(Excerpts from a detection dataset)

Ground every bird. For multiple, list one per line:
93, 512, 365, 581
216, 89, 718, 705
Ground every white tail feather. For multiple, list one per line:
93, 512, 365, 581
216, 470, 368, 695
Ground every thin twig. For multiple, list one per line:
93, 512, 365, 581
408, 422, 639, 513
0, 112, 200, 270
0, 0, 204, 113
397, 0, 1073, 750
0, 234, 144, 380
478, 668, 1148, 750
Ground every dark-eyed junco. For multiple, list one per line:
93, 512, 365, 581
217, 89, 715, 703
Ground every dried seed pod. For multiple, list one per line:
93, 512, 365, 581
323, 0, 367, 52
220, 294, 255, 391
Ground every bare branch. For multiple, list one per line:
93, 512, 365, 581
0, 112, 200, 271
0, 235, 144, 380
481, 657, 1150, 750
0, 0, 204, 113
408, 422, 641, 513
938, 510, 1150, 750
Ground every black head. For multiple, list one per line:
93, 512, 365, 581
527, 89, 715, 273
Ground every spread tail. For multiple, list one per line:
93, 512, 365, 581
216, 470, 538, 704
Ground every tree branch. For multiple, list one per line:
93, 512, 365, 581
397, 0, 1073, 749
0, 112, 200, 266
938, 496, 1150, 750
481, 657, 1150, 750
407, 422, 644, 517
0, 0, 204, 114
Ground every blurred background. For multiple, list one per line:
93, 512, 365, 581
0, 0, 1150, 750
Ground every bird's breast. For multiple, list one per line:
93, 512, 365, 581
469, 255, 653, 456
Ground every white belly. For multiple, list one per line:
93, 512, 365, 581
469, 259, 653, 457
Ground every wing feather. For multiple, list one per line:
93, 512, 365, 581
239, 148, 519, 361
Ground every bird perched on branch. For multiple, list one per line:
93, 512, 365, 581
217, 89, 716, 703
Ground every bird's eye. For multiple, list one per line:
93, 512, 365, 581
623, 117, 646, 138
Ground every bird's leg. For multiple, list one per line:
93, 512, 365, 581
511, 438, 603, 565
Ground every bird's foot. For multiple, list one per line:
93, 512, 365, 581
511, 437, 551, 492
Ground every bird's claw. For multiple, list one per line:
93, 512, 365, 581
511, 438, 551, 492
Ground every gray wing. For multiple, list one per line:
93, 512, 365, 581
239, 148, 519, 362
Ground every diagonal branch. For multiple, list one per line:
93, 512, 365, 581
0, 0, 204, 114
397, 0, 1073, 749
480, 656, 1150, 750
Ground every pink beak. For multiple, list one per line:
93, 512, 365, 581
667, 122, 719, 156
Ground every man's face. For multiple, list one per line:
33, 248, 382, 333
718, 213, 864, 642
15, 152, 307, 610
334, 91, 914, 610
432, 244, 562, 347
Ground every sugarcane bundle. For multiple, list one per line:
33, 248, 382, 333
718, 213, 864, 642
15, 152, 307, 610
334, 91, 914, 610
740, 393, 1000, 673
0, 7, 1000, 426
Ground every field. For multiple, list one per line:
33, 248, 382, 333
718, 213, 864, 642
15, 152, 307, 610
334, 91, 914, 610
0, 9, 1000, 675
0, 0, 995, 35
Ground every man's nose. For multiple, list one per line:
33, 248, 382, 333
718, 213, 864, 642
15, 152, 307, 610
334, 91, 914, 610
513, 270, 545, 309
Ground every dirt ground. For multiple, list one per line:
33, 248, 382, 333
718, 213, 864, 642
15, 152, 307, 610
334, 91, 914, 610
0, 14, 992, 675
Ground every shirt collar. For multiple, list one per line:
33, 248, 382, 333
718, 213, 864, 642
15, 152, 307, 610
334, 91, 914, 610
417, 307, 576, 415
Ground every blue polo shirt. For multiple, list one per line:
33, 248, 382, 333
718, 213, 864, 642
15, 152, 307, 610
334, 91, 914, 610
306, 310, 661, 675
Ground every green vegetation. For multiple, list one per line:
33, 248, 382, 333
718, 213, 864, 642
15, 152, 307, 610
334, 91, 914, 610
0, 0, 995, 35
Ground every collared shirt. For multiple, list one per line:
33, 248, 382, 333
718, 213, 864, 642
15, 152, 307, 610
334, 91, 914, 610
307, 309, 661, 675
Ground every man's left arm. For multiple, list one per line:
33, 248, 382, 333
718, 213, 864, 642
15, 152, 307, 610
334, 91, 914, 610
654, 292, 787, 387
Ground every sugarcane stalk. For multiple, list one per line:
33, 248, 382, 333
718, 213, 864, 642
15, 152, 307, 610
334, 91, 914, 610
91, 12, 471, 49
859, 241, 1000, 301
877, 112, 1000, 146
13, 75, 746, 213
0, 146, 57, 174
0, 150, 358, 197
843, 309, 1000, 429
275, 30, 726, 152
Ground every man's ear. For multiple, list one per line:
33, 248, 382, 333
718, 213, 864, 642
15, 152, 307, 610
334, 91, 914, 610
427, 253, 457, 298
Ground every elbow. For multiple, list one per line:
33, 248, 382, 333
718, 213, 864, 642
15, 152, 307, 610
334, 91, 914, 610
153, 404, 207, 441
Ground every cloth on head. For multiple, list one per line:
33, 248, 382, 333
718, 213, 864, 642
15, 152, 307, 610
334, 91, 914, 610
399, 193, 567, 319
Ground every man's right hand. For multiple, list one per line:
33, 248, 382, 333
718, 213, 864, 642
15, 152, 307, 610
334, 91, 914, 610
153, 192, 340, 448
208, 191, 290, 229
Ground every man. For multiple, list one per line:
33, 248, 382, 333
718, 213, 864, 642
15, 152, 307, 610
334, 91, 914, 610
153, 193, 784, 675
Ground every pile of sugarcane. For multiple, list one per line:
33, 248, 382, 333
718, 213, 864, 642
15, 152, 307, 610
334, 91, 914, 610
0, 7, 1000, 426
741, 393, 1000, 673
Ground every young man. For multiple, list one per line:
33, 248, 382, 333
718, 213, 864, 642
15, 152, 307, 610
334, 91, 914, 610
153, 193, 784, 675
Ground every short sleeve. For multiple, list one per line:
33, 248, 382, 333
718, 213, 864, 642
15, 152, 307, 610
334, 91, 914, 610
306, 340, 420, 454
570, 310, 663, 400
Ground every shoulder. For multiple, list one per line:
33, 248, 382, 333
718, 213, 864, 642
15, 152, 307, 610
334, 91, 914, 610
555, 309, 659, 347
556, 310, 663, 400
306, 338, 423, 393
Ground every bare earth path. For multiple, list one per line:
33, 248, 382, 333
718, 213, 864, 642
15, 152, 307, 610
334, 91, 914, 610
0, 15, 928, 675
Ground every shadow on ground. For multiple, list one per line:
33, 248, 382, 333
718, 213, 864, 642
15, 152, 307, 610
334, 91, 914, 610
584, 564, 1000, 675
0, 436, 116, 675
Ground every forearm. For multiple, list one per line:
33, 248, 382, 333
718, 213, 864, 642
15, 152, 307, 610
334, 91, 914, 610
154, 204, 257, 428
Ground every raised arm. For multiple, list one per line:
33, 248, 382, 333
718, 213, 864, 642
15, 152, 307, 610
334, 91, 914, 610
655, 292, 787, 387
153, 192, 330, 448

* [TASK DIRECTIONS]:
Please put every line of the entries above into a numbered list, leaving out any blank lines.

* [COMPLETE ANSWER]:
1. Ground every bird. For multiple, list one per line:
2. 93, 512, 365, 581
3. 216, 89, 718, 705
4. Ground every white tail feather. For multiple, list one per line:
5. 93, 512, 365, 581
6. 216, 470, 368, 695
7. Ground every thin twig. For multiple, list one per line:
8. 93, 512, 365, 581
9. 408, 422, 639, 513
10. 0, 112, 200, 270
11. 0, 0, 204, 113
12. 397, 0, 1073, 750
13. 0, 234, 144, 380
14. 478, 668, 1148, 750
15. Ground every dark-eyed junco. For multiple, list one per line:
16. 93, 512, 365, 581
17. 217, 89, 715, 703
18. Ground every dried seed pod. For multiple, list one per line:
19. 93, 512, 365, 581
20. 323, 0, 367, 52
21. 220, 294, 255, 391
22. Ground every bare branch. For multiple, list one per line:
23. 93, 512, 365, 581
24. 0, 112, 200, 271
25. 0, 235, 144, 380
26. 481, 657, 1150, 750
27. 0, 0, 204, 113
28. 408, 422, 641, 513
29. 938, 510, 1150, 750
30. Ground every black head. For multiple, list one per line:
31. 93, 512, 365, 581
32. 527, 89, 715, 273
33. Ground every spread tail. For multiple, list one per line:
34. 93, 512, 365, 581
35. 216, 470, 538, 704
36. Ground every tree branch. For multiple, list one per line:
37. 93, 512, 365, 581
38. 397, 0, 1073, 749
39. 0, 112, 200, 266
40. 938, 496, 1150, 750
41. 481, 657, 1150, 750
42. 407, 422, 644, 517
43. 0, 0, 204, 114
44. Ground every blurred background. For multiple, list one per line:
45. 93, 512, 365, 581
46. 0, 0, 1150, 750
47. Ground every bird's breast. For multiple, list one per line:
48. 93, 512, 365, 581
49. 469, 255, 653, 456
50. Ground every white belly. For multiple, list one per line:
51. 93, 512, 365, 581
52. 469, 259, 653, 457
53. Ground every wing feather. For multiple, list one per line:
54. 93, 512, 365, 581
55. 239, 148, 519, 361
56. Ground every bird perched on branch. For multiple, list one per line:
57. 93, 512, 365, 581
58. 217, 89, 716, 703
59. Ground every bird's eye. For multiple, list one per line:
60. 93, 512, 365, 581
61. 623, 117, 646, 138
62. Ground every bird's leg. For multiple, list one per line:
63. 93, 512, 365, 581
64. 511, 438, 603, 565
65. Ground every bird's foot. For multiple, list one per line:
66. 93, 512, 365, 581
67. 511, 437, 551, 492
68. Ground every bird's claw. For multiple, list one per line:
69. 93, 512, 365, 581
70. 511, 438, 551, 492
71. Ground every gray wing. For multiple, list one per line:
72. 93, 512, 365, 581
73. 239, 148, 519, 362
74. Ground every diagonal branch. For multiple, list one per line:
75. 93, 512, 365, 581
76. 0, 0, 204, 114
77. 397, 0, 1073, 749
78. 480, 656, 1150, 750
79. Ground every pink beak. For multiple, list one per line:
80. 93, 512, 365, 581
81. 667, 122, 719, 156
82. Ground every man's face. For multiple, list one per line:
83. 33, 248, 382, 333
84. 718, 213, 864, 642
85. 15, 152, 307, 610
86. 334, 91, 914, 610
87. 432, 244, 562, 347
88. Ground every sugarcane bundle. For multiple, list one per line:
89. 33, 248, 382, 333
90. 718, 213, 864, 642
91. 15, 152, 307, 610
92. 334, 91, 914, 610
93. 740, 393, 1000, 673
94. 0, 7, 1000, 426
95. Ground every field. For multiple, list one per line:
96. 33, 248, 382, 333
97. 718, 213, 864, 642
98. 15, 152, 307, 610
99. 334, 91, 914, 610
100. 0, 9, 1000, 675
101. 0, 0, 995, 35
102. Ground every man's nose. For multiple, list one per line:
103. 33, 248, 382, 333
104. 718, 213, 864, 642
105. 15, 152, 307, 610
106. 334, 91, 914, 610
107. 513, 270, 545, 309
108. Ground every dirt ground. For multiple, list one per line:
109. 33, 248, 382, 333
110. 718, 213, 864, 642
111. 15, 152, 307, 610
112. 334, 91, 914, 610
113. 0, 14, 992, 675
114. Ground every shirt collar. For multiple, list one per line:
115. 33, 248, 382, 333
116. 718, 213, 864, 642
117. 15, 152, 307, 610
118. 334, 91, 914, 610
119. 417, 307, 576, 415
120. Ground every blue polo shirt. For multiple, list one per line:
121. 33, 248, 382, 333
122. 718, 213, 864, 642
123. 15, 152, 307, 610
124. 334, 91, 914, 610
125. 306, 310, 661, 675
126. Ground every green vegetation. For multiple, list one per line:
127. 33, 248, 382, 333
128. 718, 213, 864, 642
129. 15, 152, 307, 610
130. 334, 91, 914, 610
131. 0, 0, 995, 35
132. Ground every collared shirt. For multiple, list one per line:
133. 33, 248, 382, 333
134. 718, 213, 864, 642
135. 15, 152, 307, 610
136. 334, 91, 914, 610
137. 307, 309, 661, 675
138. Ground every man's left arm. For multiple, list one per line:
139. 33, 248, 382, 333
140. 718, 213, 864, 642
141. 15, 152, 307, 610
142. 334, 91, 914, 610
143. 654, 292, 787, 387
144. Ground every sugarcane stalk. For multiple, list one per line:
145. 33, 248, 382, 333
146. 718, 213, 864, 642
147. 15, 152, 307, 610
148. 334, 91, 914, 610
149. 91, 12, 471, 49
150. 859, 241, 1000, 301
151. 877, 112, 1000, 146
152. 13, 75, 746, 213
153. 0, 146, 57, 174
154. 0, 150, 358, 197
155. 843, 309, 1000, 429
156. 275, 30, 726, 152
157. Ground every man's ear. For multiple, list one per line:
158. 33, 248, 382, 333
159. 718, 213, 864, 642
160. 15, 152, 307, 610
161. 334, 91, 914, 610
162. 427, 253, 457, 298
163. Ground every elbow. For multiple, list one per line:
164. 33, 248, 382, 333
165. 718, 213, 864, 642
166. 15, 152, 307, 610
167. 334, 91, 914, 610
168. 153, 404, 207, 441
169. Ground every cloth on head. For multiple, list one per line:
170. 33, 248, 382, 333
171. 718, 213, 864, 642
172. 15, 152, 307, 610
173. 334, 91, 914, 610
174. 399, 193, 567, 319
175. Ground every man's right hand. For multiple, list one per line:
176. 33, 248, 382, 333
177. 718, 213, 864, 642
178. 15, 152, 307, 610
179. 334, 91, 914, 610
180. 153, 192, 340, 448
181. 208, 191, 290, 229
182. Ground every man. For multiple, list one per line:
183. 33, 248, 382, 333
184. 718, 213, 864, 642
185. 15, 152, 307, 610
186. 334, 91, 914, 610
187. 153, 193, 784, 675
188. Ground every pile of sugarcane. For multiple, list one per line:
189. 33, 248, 382, 333
190. 718, 213, 864, 642
191. 15, 152, 307, 610
192. 334, 91, 914, 610
193. 0, 7, 1000, 426
194. 741, 393, 1000, 673
195. Ground every young man. For multiple, list one per line:
196. 33, 248, 382, 333
197. 718, 213, 864, 642
198. 15, 152, 307, 610
199. 334, 91, 914, 610
200. 153, 193, 784, 675
201. Ground every short sleeve. For multiple, list one per line:
202. 33, 248, 382, 333
203. 718, 213, 864, 642
204. 15, 152, 307, 610
205. 334, 91, 914, 610
206. 306, 340, 420, 454
207. 570, 310, 663, 400
208. Ground every shoulder. For multiple, list one per line:
209. 33, 248, 382, 333
210. 718, 213, 864, 642
211. 15, 152, 307, 610
212. 334, 91, 914, 610
213. 555, 309, 659, 347
214. 556, 310, 663, 400
215. 306, 338, 423, 393
216. Ground every bare earth path. For multiple, list one per line:
217. 33, 248, 382, 333
218. 718, 213, 864, 642
219. 15, 152, 307, 610
220. 334, 91, 914, 610
221. 0, 15, 928, 675
222. Ground every shadow on ground. For multiple, list one per line:
223. 33, 248, 382, 333
224. 718, 213, 864, 642
225. 15, 152, 307, 610
226. 334, 91, 914, 610
227. 584, 564, 1000, 675
228. 0, 436, 116, 675
229. Ground every forearm. For multiple, list one per line:
230. 33, 248, 382, 333
231. 718, 213, 864, 642
232. 15, 152, 307, 610
233. 334, 91, 914, 610
234. 154, 204, 257, 428
235. Ground every raised arm. For multiple, list one per line:
236. 33, 248, 382, 333
237. 718, 213, 864, 642
238. 15, 152, 307, 610
239. 334, 91, 914, 610
240. 655, 292, 787, 387
241. 153, 192, 330, 448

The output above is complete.